What is required = Copy, word for word and nothing more, the records from the line that contains "bus front wheel" through the line that contains "pixel 125 61", including both of those lines.

--- Material ---

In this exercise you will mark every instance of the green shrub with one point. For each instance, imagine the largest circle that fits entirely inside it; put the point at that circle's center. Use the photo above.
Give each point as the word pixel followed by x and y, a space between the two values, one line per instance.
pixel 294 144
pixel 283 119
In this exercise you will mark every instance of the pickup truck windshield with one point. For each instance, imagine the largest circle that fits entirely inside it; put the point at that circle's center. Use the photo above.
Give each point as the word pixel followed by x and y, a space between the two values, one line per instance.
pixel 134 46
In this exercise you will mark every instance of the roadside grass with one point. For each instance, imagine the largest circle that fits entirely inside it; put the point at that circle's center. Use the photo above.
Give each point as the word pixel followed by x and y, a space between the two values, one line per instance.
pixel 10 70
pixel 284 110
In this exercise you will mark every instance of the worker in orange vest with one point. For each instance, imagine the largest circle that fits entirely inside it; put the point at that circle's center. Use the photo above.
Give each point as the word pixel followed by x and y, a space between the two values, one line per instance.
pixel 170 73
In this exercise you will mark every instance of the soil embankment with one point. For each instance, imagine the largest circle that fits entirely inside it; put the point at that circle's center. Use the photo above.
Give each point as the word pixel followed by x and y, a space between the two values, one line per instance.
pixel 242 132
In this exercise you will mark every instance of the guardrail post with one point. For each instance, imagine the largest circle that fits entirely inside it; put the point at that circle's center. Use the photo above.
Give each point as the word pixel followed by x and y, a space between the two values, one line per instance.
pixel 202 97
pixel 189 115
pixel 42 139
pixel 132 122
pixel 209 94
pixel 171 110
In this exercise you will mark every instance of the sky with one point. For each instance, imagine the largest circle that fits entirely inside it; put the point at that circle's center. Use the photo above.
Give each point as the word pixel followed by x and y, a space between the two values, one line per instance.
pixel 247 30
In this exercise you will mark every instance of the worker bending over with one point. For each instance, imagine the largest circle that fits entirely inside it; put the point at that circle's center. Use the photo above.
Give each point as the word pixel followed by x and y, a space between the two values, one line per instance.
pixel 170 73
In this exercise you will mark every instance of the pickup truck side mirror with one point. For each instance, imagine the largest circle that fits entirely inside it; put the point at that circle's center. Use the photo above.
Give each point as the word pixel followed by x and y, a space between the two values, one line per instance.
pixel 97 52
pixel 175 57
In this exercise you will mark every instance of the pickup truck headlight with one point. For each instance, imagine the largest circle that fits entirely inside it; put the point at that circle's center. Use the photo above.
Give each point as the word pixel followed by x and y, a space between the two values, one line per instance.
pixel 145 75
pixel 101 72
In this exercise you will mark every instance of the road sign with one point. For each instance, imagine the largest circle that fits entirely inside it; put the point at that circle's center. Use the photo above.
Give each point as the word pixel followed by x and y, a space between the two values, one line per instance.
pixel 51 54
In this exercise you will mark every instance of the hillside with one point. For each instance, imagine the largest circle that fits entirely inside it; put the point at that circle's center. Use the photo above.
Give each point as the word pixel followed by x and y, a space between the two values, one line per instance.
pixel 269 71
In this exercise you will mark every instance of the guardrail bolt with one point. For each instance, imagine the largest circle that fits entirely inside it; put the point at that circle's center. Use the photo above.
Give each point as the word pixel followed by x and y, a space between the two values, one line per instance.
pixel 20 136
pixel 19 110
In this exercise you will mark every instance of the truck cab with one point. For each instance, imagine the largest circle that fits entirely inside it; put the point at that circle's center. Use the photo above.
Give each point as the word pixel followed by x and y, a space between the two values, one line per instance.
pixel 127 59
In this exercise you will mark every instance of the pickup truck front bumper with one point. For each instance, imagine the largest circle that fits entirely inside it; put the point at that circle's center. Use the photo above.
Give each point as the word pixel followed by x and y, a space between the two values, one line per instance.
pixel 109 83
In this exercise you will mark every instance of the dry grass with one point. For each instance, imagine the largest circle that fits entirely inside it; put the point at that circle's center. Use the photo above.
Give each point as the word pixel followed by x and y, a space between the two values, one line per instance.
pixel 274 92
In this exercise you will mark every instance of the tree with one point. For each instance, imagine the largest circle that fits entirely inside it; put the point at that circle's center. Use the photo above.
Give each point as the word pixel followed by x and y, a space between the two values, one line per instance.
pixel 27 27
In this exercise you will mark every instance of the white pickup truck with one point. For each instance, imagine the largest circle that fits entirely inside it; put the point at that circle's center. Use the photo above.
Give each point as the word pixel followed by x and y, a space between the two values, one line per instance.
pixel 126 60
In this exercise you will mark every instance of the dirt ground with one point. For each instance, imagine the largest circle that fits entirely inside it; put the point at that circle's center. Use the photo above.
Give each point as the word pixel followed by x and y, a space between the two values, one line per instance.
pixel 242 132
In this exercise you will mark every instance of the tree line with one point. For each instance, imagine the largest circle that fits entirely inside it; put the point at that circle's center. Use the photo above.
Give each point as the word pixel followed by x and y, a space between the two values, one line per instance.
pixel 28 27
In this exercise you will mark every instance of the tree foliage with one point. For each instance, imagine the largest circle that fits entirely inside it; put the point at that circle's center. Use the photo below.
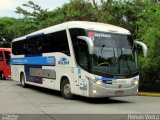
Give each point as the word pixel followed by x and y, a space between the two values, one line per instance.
pixel 141 17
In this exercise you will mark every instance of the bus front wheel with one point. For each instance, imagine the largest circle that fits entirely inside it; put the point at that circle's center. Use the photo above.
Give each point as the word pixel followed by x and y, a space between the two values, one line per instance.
pixel 66 89
pixel 2 76
pixel 22 80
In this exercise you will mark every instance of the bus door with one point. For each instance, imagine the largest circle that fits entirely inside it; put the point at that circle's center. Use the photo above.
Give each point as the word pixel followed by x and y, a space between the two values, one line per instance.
pixel 82 61
pixel 5 64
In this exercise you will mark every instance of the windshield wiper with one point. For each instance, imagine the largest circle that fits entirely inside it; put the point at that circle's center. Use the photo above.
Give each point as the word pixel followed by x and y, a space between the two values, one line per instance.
pixel 125 61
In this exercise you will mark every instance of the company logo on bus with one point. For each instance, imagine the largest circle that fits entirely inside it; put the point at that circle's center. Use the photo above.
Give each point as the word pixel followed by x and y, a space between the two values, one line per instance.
pixel 63 61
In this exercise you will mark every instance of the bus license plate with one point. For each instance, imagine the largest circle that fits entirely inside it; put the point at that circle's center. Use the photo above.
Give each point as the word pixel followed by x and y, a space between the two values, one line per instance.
pixel 119 92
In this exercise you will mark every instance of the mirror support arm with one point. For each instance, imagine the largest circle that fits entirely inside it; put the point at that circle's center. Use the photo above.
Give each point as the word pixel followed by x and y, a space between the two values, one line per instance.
pixel 89 42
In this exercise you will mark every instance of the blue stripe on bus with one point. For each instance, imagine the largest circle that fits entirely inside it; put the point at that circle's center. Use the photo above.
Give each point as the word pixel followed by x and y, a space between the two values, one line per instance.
pixel 105 79
pixel 37 60
pixel 30 78
pixel 35 35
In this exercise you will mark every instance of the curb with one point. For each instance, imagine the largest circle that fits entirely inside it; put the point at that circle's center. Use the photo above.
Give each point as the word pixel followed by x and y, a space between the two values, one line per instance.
pixel 148 94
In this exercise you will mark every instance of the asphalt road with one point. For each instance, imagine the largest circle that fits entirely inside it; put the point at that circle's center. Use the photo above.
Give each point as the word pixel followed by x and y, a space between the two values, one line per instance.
pixel 33 100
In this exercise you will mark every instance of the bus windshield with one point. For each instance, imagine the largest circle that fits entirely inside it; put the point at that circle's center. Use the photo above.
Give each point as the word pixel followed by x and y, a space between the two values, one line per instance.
pixel 114 54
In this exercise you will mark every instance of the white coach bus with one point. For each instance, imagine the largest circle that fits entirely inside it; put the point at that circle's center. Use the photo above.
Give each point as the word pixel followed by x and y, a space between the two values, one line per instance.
pixel 78 57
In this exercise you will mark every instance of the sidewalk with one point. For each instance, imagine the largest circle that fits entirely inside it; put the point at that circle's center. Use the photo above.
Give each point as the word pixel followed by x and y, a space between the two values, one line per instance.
pixel 148 94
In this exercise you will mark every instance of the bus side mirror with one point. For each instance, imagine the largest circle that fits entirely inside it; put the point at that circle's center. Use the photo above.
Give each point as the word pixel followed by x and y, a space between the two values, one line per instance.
pixel 89 43
pixel 144 47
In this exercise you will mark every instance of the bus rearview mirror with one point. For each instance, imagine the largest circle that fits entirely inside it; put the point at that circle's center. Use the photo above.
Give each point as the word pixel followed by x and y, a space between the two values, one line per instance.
pixel 144 47
pixel 89 43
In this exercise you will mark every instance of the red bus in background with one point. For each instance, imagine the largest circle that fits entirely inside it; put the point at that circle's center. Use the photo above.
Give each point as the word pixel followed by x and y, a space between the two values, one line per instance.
pixel 5 69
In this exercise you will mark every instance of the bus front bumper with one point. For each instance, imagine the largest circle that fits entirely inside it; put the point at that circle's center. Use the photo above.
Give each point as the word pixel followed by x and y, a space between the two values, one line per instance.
pixel 112 91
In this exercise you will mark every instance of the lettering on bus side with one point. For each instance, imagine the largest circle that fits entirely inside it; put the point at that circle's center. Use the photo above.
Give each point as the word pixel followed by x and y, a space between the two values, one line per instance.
pixel 63 61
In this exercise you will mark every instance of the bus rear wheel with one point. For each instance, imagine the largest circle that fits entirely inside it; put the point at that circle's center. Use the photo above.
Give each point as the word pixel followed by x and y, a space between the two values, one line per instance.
pixel 22 80
pixel 2 76
pixel 66 89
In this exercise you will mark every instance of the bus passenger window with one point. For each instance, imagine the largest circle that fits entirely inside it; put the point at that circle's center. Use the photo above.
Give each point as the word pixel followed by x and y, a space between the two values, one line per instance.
pixel 1 56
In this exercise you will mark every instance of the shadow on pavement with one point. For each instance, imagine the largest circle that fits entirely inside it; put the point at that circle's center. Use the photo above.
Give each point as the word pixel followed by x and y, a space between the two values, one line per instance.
pixel 105 100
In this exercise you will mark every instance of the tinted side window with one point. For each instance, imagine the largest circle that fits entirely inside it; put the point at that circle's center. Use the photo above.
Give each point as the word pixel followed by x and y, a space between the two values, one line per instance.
pixel 1 55
pixel 74 33
pixel 54 42
pixel 80 47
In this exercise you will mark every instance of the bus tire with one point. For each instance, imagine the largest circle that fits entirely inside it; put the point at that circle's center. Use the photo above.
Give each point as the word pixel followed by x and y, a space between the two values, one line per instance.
pixel 2 76
pixel 66 89
pixel 22 80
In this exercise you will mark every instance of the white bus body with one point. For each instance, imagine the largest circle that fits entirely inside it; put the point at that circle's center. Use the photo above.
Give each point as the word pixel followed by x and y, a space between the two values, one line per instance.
pixel 43 59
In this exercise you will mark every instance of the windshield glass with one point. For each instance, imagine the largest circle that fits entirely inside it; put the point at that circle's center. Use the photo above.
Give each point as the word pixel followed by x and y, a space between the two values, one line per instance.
pixel 114 54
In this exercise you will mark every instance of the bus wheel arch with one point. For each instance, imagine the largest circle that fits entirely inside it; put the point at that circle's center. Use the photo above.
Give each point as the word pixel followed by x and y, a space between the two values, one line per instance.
pixel 65 88
pixel 2 77
pixel 22 80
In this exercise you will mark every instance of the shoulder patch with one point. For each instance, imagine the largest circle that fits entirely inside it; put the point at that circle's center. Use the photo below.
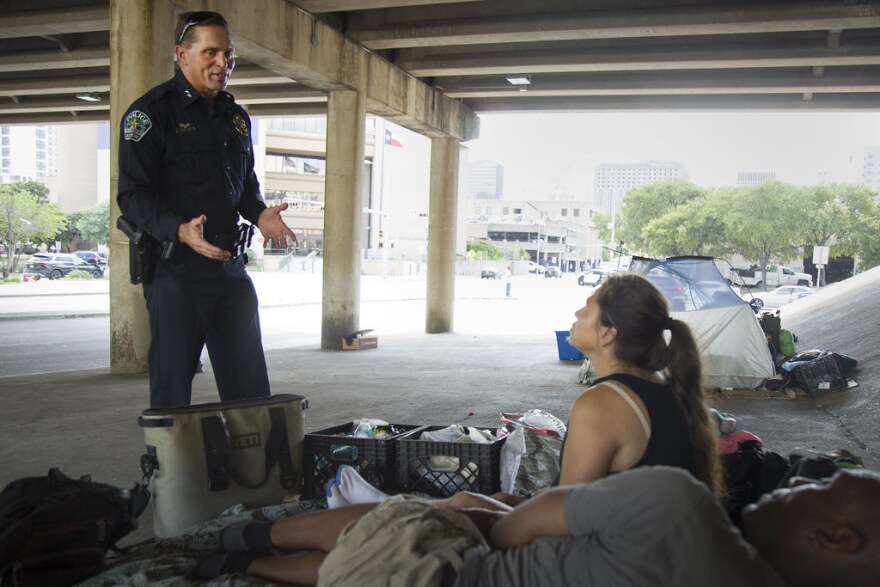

---

Response =
In this exercise you will mark every instance of the bus front wheel with one point. For each instance, imagine the largest circle that fits entirely inside it; put the point at that circle's center. Use the photo above.
Give each point as the word pixel followed by x and y, a space between the two values, one line per instance.
pixel 66 89
pixel 2 76
pixel 22 80
In this exercise you will mark every instance of the bus door with one point. For each instance, imagine the largest circle that fits entirely inside it; put the point at that circle's center. Use the photo above.
Give each point as the word pixel followed by x and y, a space between the two values, one line per instance.
pixel 82 61
pixel 5 64
In this exercise you will mark every instance of the windshield wiper with one point. For each instance, imagine the largest circle that fits entirely inside it; put the point at that circle's center. Use the photo above.
Give each point as the word pixel followed by x and y, a space between the two values, one line per instance.
pixel 125 61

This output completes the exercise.